* Exercise data:
◆ ◆ ◆ ◆ ◆

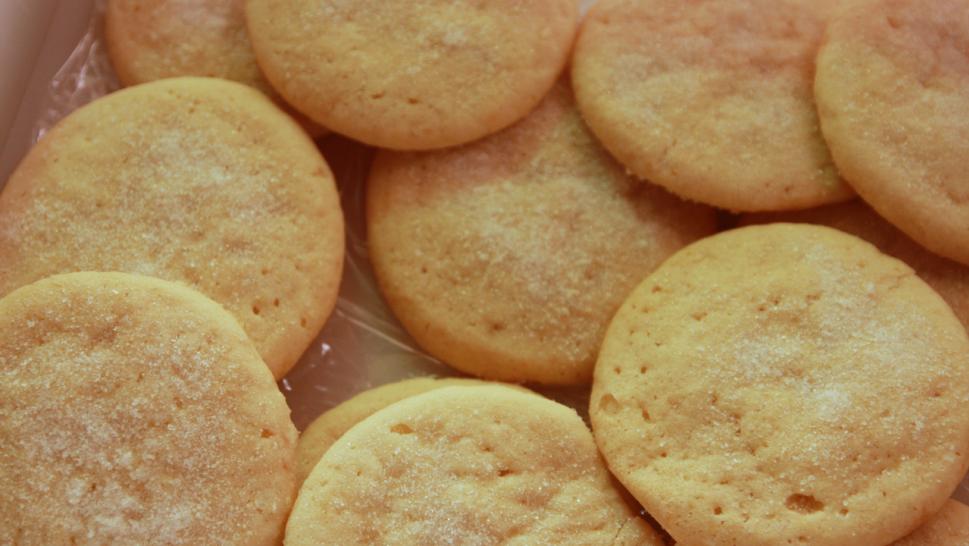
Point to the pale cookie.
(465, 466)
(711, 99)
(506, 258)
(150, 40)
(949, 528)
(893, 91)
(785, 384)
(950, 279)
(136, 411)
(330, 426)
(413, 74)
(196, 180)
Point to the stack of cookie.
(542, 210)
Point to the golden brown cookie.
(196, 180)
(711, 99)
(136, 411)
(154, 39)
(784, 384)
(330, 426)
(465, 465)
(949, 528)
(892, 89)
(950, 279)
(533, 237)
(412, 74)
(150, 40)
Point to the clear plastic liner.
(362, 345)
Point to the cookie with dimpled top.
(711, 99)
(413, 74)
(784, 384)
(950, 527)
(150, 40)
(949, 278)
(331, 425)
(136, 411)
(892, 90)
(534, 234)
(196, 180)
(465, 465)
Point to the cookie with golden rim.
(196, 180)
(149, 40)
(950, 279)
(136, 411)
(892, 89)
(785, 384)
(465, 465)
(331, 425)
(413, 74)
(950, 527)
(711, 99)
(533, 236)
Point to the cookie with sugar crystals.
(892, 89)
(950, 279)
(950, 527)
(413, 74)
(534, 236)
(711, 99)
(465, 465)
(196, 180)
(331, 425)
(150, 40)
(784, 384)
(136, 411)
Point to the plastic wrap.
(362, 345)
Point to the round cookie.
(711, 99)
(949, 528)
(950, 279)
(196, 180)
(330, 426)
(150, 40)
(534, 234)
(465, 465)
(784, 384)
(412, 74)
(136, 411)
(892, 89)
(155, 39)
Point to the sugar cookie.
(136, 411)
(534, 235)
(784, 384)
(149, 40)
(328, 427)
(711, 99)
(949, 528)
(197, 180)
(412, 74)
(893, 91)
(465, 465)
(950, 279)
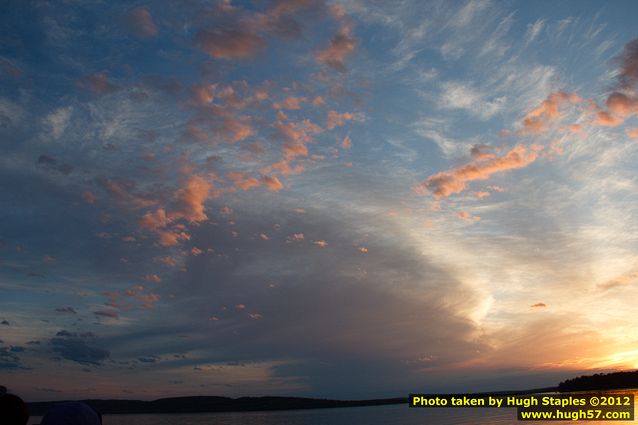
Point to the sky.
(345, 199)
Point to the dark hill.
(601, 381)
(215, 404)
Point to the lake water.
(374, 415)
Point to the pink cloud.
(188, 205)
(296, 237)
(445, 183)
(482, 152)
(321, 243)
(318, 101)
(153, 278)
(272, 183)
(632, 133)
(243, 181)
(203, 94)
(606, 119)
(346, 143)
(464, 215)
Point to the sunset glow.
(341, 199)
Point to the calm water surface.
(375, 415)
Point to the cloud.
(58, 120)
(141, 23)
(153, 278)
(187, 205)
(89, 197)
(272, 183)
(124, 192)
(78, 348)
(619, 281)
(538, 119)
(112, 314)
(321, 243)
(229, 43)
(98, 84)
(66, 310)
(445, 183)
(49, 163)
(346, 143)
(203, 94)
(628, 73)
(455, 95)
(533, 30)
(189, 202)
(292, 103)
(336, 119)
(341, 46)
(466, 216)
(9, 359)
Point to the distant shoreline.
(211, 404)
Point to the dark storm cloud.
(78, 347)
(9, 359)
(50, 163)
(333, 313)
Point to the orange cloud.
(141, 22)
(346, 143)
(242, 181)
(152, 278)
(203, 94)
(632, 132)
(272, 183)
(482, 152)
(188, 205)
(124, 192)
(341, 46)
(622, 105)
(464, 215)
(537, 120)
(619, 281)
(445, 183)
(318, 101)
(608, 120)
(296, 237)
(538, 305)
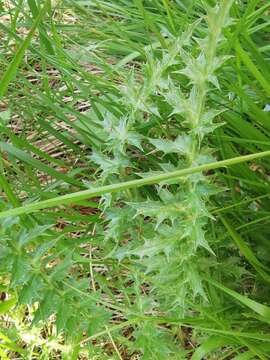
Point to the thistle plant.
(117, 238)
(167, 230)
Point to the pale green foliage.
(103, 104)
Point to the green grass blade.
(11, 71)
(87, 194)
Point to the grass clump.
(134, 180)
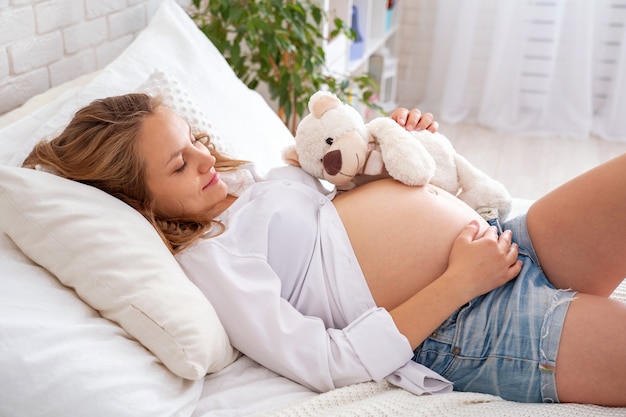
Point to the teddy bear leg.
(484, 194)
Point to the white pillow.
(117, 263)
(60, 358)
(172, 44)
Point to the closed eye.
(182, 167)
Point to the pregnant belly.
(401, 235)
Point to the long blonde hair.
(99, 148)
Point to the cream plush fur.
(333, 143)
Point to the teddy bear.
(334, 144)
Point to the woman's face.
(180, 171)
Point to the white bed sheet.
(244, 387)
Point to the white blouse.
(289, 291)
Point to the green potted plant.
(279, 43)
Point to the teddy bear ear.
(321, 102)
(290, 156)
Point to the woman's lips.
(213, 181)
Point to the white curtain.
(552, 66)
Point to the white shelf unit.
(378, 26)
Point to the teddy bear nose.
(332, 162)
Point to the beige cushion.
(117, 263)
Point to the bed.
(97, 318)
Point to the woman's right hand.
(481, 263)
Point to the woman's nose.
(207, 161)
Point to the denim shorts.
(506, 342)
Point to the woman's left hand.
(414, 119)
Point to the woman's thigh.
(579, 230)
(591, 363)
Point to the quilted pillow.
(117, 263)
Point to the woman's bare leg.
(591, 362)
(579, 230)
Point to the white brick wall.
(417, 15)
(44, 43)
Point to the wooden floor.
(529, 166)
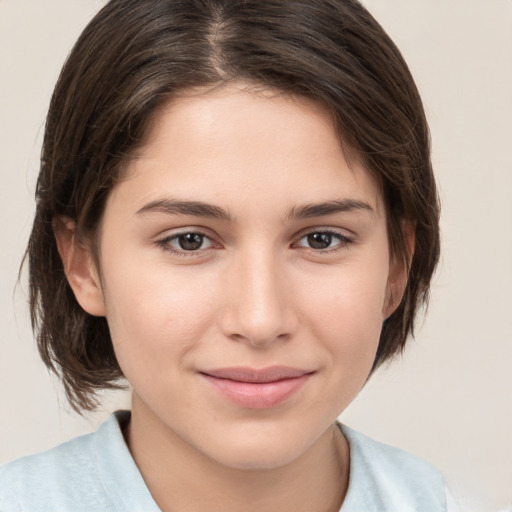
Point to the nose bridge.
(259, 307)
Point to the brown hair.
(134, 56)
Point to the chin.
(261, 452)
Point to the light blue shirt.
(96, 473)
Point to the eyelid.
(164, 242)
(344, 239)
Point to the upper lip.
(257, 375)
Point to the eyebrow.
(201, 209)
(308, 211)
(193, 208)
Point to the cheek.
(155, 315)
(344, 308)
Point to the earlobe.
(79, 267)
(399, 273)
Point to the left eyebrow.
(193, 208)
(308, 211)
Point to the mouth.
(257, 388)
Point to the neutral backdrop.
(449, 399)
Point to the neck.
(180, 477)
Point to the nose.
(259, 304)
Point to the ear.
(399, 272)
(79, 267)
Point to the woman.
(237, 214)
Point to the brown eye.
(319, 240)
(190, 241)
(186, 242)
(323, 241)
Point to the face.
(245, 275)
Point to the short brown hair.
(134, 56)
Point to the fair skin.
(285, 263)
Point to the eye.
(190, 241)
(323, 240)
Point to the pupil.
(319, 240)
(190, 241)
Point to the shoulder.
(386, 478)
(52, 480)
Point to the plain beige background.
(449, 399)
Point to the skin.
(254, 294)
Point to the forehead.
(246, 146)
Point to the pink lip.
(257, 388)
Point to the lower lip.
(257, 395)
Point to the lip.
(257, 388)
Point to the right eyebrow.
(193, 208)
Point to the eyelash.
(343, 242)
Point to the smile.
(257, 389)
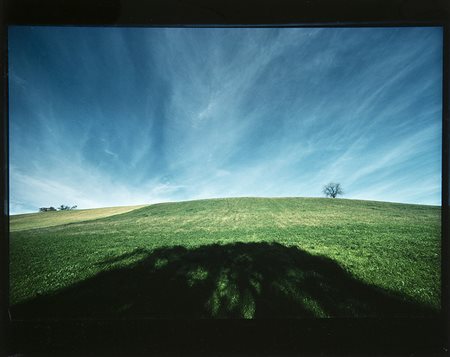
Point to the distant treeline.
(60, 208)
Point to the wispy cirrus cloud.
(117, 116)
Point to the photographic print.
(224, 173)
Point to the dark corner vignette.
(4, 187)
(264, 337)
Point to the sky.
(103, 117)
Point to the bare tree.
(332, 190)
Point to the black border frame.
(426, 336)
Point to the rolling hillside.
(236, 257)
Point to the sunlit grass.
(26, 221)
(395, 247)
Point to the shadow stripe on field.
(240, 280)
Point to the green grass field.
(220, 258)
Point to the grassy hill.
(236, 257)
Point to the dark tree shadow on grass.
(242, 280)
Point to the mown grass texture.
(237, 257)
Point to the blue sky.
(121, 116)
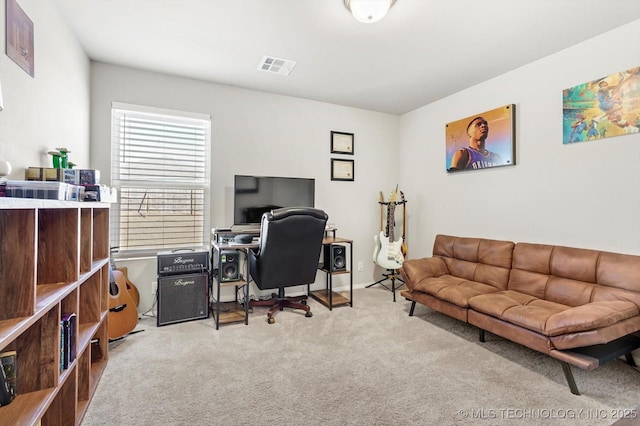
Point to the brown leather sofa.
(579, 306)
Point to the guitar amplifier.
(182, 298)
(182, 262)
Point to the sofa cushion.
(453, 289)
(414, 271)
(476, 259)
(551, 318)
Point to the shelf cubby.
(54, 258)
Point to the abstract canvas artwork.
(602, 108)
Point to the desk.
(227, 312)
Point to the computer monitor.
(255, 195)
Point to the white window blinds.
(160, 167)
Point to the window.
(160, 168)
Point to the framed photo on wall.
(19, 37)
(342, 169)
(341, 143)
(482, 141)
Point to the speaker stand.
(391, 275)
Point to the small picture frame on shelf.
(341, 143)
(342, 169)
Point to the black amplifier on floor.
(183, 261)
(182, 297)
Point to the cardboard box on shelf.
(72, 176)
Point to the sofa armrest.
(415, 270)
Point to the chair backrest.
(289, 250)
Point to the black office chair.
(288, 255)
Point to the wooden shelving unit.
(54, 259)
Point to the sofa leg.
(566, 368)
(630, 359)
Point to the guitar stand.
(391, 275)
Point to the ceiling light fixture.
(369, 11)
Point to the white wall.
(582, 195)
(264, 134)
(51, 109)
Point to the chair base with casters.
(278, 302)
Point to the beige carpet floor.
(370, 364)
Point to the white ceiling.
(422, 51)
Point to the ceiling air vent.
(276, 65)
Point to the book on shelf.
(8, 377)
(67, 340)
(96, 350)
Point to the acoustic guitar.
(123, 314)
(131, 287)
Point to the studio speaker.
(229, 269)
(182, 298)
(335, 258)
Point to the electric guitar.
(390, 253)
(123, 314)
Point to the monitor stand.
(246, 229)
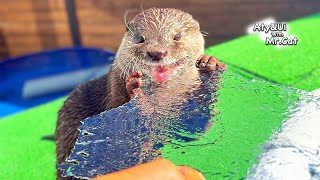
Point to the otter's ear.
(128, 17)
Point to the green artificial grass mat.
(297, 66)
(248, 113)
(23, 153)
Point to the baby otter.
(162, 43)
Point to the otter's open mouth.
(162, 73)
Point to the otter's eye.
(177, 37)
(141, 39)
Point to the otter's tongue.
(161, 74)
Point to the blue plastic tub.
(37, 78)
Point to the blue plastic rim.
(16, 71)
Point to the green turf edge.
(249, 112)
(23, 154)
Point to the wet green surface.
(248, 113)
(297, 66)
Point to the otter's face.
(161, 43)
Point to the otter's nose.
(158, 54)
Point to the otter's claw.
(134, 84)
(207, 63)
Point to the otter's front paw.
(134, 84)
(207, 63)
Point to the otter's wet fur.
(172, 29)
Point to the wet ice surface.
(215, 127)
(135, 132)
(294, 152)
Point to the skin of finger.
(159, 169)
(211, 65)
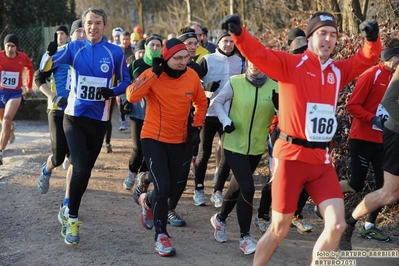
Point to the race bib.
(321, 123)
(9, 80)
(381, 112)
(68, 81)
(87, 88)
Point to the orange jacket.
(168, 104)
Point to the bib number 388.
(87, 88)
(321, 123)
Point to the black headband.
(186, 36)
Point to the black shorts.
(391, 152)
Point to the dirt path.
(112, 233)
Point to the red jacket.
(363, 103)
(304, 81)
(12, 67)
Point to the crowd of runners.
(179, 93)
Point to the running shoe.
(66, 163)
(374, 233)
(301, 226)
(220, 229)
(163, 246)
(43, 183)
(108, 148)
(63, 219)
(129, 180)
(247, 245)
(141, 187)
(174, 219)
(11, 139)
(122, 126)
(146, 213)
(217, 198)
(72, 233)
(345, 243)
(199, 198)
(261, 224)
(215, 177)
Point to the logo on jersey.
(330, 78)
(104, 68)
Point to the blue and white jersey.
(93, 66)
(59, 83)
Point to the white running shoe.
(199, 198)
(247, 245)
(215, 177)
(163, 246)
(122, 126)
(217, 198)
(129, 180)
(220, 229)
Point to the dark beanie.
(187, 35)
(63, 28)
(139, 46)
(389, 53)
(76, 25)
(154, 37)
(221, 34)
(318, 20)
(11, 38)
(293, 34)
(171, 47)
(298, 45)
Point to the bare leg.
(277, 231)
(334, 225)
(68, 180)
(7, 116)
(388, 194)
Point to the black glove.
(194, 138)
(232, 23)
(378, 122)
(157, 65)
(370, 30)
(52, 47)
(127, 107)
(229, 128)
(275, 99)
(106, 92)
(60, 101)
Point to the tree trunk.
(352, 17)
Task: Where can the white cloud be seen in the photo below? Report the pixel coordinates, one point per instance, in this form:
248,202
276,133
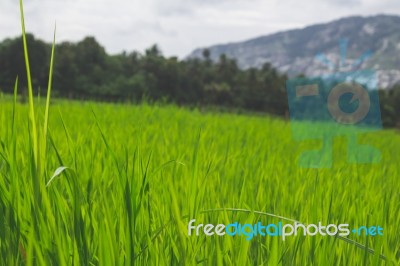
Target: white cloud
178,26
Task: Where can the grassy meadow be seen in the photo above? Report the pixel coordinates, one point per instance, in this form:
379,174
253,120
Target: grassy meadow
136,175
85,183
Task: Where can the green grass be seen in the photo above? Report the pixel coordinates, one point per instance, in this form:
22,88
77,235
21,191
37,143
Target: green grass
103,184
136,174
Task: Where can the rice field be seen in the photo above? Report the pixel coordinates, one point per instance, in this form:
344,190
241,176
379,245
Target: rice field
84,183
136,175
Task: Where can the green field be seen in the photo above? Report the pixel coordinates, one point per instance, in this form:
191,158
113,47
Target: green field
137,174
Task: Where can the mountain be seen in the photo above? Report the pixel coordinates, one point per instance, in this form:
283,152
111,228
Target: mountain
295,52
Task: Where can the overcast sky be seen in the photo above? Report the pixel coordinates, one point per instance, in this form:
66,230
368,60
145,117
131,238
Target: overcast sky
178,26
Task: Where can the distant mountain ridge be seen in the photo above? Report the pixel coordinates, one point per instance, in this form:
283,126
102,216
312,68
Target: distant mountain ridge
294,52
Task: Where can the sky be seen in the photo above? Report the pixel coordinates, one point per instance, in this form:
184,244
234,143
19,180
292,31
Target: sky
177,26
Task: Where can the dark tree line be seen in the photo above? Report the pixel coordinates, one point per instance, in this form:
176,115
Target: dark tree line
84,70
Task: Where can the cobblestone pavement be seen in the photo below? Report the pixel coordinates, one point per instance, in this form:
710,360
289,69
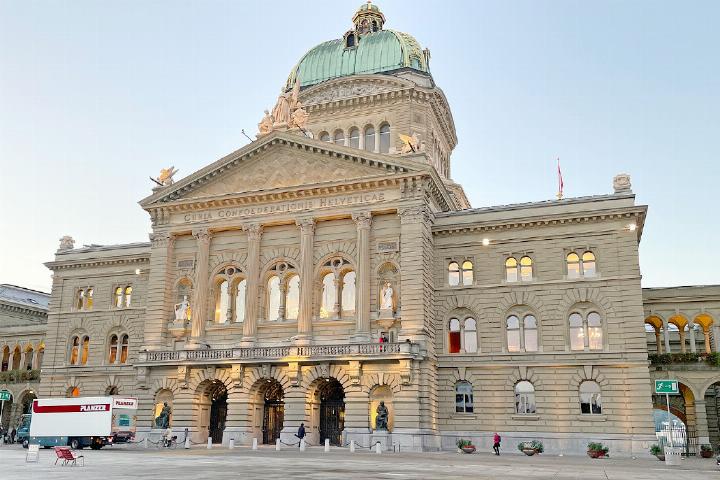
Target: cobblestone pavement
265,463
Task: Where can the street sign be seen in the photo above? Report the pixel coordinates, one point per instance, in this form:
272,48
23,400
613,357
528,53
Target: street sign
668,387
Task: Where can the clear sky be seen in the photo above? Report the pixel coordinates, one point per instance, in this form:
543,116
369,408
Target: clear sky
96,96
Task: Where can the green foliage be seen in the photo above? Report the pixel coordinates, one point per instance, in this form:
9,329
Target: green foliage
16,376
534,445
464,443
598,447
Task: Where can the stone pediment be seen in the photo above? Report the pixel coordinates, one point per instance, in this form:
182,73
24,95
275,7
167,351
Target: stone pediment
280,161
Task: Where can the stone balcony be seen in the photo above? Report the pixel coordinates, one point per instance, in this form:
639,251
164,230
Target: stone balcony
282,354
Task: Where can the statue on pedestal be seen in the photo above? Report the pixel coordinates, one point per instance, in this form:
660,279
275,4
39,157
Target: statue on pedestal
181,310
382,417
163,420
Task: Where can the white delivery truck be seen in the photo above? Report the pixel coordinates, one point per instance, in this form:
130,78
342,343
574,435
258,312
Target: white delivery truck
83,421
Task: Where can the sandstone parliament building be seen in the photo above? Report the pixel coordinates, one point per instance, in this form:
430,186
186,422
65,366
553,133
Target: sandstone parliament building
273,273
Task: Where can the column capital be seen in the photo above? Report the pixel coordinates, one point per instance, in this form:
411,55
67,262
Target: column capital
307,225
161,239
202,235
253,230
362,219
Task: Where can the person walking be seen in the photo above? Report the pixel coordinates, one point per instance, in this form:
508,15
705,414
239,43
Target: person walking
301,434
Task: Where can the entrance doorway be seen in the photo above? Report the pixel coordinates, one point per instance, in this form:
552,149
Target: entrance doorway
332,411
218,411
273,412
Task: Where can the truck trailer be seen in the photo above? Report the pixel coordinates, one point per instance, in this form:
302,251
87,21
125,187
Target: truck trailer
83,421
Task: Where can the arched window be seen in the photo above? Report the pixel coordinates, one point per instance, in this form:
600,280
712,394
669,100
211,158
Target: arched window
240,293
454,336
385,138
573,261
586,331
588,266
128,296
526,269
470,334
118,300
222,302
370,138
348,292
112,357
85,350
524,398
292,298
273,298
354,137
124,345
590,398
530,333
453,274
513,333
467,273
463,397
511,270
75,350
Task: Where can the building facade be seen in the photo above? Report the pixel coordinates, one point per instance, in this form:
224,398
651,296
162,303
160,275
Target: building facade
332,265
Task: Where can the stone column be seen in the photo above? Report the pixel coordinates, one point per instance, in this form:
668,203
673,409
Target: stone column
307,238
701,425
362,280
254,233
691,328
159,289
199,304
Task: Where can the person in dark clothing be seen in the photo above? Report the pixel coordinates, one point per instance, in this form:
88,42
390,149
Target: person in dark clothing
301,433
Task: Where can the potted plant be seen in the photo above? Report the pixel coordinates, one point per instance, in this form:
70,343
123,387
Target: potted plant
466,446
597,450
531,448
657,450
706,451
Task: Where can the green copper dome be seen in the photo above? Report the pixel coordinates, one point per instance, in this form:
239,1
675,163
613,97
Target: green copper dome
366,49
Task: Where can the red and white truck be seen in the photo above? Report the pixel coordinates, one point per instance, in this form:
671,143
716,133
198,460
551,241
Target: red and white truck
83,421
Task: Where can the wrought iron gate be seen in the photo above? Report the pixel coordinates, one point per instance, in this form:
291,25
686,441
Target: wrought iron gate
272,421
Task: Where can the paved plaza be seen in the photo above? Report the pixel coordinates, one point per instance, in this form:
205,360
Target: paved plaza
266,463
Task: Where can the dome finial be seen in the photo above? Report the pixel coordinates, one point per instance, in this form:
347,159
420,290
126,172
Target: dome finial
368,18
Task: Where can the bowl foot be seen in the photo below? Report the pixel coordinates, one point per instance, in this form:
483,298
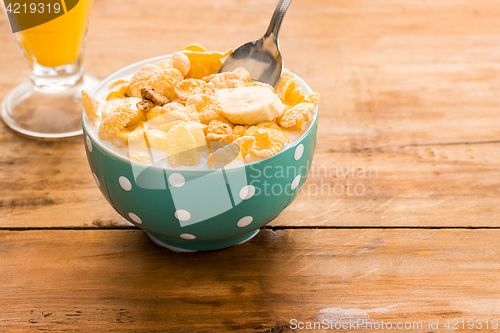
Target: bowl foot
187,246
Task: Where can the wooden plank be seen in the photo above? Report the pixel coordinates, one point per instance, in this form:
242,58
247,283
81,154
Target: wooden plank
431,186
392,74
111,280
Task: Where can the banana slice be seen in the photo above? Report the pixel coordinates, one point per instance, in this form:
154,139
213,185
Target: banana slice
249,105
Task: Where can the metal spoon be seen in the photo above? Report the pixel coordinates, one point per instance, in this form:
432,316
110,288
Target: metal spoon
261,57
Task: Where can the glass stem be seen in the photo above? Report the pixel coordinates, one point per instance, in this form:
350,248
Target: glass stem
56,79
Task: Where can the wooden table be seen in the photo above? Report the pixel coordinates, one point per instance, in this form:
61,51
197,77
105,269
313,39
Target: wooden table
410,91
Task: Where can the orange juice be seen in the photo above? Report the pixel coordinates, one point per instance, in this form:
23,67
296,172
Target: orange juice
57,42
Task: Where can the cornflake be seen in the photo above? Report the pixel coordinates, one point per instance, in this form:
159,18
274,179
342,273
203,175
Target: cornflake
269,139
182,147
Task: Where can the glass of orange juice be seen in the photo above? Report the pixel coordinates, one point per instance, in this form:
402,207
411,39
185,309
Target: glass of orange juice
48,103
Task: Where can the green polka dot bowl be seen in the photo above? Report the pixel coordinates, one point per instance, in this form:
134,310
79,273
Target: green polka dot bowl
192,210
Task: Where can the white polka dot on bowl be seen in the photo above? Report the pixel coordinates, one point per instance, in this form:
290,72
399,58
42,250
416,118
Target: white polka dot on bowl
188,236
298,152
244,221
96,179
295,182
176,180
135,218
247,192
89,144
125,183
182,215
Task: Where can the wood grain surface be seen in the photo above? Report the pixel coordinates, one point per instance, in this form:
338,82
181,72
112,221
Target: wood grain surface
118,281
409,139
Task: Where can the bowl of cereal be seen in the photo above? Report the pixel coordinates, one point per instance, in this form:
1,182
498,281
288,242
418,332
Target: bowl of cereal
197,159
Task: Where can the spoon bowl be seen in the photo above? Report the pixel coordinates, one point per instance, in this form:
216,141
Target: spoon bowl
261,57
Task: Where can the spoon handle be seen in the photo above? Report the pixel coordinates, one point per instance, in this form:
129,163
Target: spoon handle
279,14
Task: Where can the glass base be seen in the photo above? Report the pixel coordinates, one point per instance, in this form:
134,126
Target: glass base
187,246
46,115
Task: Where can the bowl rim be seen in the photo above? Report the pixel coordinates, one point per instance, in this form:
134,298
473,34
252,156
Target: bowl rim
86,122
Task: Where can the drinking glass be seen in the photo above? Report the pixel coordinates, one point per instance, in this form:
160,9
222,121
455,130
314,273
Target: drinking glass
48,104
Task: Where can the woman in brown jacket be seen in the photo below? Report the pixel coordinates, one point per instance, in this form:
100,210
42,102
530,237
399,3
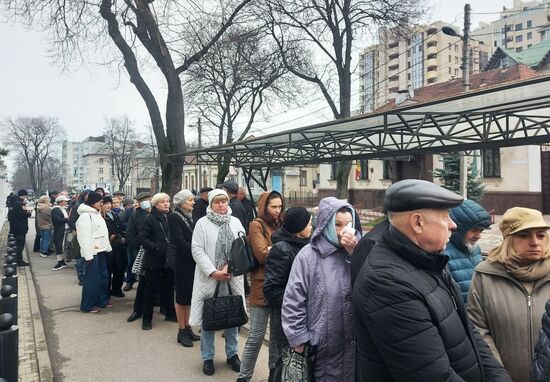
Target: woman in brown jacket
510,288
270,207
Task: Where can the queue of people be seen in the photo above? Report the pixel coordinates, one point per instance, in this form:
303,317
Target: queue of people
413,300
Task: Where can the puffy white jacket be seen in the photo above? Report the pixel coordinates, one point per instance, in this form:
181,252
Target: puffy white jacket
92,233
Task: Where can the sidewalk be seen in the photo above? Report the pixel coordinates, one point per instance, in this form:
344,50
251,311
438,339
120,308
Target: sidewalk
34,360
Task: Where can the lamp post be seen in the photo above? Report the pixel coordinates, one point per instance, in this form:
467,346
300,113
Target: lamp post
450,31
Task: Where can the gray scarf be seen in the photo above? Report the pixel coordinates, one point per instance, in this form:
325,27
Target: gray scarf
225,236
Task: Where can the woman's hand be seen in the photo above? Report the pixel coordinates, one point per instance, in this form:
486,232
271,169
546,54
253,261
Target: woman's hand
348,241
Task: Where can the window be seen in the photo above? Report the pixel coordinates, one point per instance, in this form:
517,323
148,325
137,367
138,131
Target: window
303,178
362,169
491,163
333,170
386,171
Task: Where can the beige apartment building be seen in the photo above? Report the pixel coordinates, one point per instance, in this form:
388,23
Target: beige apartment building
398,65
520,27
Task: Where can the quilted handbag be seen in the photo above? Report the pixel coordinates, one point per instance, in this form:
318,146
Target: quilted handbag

◆ ◆ ◆ ◆ ◆

* Exercise description: Gather all lines with the string "handbag" from the data.

* Written answer:
Task: Where can the quilted handbag be seen in the photo above? Report the pixel coordinates, one point per instance, in this form:
Target: quilted handbag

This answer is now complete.